> Given exercise: Render the part of the material below that opens with the line containing "Pointing guideline: for each instance of the snow-covered" and runs through the end of the material as a numbered list, leaving out blank lines.

> Input material:

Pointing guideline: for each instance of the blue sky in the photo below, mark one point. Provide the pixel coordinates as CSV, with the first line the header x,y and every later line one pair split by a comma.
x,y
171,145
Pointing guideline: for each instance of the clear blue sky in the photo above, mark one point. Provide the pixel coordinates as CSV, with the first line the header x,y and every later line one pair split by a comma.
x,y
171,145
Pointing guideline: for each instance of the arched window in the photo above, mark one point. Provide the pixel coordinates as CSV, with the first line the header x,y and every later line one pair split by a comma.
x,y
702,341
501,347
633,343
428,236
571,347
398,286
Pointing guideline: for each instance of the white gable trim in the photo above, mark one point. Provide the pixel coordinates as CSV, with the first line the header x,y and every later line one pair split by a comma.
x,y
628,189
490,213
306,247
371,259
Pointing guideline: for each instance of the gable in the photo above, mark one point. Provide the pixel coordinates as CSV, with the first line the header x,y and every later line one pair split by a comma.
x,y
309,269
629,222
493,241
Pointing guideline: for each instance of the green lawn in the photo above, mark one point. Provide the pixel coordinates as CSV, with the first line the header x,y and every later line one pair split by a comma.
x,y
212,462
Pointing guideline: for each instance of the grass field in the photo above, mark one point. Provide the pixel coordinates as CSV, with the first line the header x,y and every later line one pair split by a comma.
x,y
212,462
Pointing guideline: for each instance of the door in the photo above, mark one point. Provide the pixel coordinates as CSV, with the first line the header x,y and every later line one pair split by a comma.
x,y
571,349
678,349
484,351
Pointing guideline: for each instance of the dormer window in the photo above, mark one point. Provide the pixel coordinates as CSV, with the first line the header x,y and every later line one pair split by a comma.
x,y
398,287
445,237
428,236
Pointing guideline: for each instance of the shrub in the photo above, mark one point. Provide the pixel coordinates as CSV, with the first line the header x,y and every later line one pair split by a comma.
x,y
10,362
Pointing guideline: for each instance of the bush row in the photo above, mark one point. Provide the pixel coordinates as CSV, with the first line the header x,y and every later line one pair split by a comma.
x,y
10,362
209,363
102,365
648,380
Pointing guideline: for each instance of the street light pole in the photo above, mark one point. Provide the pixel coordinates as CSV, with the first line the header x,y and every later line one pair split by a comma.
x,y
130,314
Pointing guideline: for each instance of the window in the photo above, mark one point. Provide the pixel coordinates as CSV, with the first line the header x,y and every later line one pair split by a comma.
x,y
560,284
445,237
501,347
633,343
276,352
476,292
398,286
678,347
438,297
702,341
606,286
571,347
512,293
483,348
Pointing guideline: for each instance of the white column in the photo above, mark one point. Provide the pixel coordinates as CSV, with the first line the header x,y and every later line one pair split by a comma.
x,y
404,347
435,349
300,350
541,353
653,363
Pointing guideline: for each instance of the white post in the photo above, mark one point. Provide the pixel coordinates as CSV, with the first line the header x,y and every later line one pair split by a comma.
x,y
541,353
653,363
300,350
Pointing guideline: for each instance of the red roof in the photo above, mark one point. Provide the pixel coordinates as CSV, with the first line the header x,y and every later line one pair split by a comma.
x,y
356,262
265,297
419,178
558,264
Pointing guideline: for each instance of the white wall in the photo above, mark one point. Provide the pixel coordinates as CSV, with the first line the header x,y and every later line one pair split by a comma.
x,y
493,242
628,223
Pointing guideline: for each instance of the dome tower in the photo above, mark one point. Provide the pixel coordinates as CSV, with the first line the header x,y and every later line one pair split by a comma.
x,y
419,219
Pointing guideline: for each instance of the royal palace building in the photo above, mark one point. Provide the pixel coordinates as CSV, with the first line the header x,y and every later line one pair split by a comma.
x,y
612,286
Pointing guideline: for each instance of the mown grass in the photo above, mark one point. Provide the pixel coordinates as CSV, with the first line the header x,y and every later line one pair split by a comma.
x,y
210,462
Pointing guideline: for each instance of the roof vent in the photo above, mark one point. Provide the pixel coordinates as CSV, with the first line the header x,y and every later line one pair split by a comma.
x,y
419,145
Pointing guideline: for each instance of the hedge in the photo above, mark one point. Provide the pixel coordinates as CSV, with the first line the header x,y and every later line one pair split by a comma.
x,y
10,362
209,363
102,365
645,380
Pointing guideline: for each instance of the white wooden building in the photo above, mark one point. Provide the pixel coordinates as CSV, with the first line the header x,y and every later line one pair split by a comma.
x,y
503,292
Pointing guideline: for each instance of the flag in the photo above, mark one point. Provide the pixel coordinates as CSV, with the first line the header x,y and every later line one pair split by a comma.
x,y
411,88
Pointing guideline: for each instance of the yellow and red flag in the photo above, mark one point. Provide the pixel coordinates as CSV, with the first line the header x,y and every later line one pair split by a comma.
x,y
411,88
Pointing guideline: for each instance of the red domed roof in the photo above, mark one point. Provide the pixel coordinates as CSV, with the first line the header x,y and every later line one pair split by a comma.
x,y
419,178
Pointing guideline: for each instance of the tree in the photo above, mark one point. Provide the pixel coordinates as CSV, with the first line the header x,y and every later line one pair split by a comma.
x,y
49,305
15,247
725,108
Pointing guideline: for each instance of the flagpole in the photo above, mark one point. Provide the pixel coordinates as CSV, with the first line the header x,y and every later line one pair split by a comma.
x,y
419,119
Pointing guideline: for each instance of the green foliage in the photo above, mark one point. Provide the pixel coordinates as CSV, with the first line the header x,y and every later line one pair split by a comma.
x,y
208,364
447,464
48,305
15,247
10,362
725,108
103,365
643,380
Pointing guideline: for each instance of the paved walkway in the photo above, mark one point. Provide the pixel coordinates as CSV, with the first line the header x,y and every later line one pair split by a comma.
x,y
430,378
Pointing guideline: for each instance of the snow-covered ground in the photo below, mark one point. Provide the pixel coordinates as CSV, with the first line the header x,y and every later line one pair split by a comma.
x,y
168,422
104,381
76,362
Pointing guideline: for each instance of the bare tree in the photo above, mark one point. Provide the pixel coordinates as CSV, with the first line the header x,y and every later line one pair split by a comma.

> Expected answer:
1. Pointing guideline: for each instance of the snow-covered ground in the photo below, mark one point. Provide the pixel coordinates as CSV, with the first line the header x,y and every later line one pair split by a comma.
2. x,y
3. 168,422
4. 104,381
5. 76,362
6. Pointing guideline: for each instance of the bare tree in the photo above, mark one point. Provide the pixel coordinates as CSV, with the first line the header x,y and every later line one pair split by a comma.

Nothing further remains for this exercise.